**Task to carry out**
Please quote, word for word, the stretch of the material below from the line containing "of the column" through the end of the material.

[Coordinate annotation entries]
## BEGIN
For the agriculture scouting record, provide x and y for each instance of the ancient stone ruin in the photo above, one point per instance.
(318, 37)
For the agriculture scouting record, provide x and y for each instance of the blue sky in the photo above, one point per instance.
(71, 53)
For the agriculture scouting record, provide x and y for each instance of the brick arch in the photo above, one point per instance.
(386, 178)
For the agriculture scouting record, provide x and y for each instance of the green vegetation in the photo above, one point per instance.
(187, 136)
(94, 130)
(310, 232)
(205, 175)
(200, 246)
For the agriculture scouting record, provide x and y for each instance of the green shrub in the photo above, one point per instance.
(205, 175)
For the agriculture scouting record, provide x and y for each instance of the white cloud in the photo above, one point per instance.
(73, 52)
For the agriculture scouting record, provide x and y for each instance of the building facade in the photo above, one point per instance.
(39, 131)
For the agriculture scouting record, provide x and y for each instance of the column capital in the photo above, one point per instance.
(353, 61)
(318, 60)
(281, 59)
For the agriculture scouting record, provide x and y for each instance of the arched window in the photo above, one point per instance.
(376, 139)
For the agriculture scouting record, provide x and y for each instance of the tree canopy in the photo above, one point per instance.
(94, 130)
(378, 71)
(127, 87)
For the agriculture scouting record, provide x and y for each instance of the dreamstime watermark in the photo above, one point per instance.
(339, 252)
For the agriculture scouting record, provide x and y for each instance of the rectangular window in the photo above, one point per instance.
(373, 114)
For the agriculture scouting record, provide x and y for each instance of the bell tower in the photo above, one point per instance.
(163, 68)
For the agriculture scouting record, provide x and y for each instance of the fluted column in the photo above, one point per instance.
## END
**Right answer**
For the agriculture scouting record, provide x and y for each instance of the column capital in the photo above, one point per instance.
(353, 61)
(318, 60)
(281, 59)
For the agriculture scouting record, provide x and y for each instance of the arched window in the photo above, one point per instance.
(376, 139)
For the agriculture scouting record, provide x and y for each instance of the tree canopy in the photo above, one point per instance.
(94, 130)
(378, 71)
(127, 87)
For the agriculture scouting record, provide x and y for each instance of the dreamstime watermark in the photo above, one point per instance.
(339, 252)
For the agriculture scouting record, provide x and y for each instance of the rectangular window in the photo above, one point per instance.
(373, 114)
For the agriculture scouting record, provide x and y for each instance of the bell tower in the photo above, one point per instance.
(163, 68)
For the agriculture scouting record, provide x and y for each instance of the fluted column in the photo above, one point per instance.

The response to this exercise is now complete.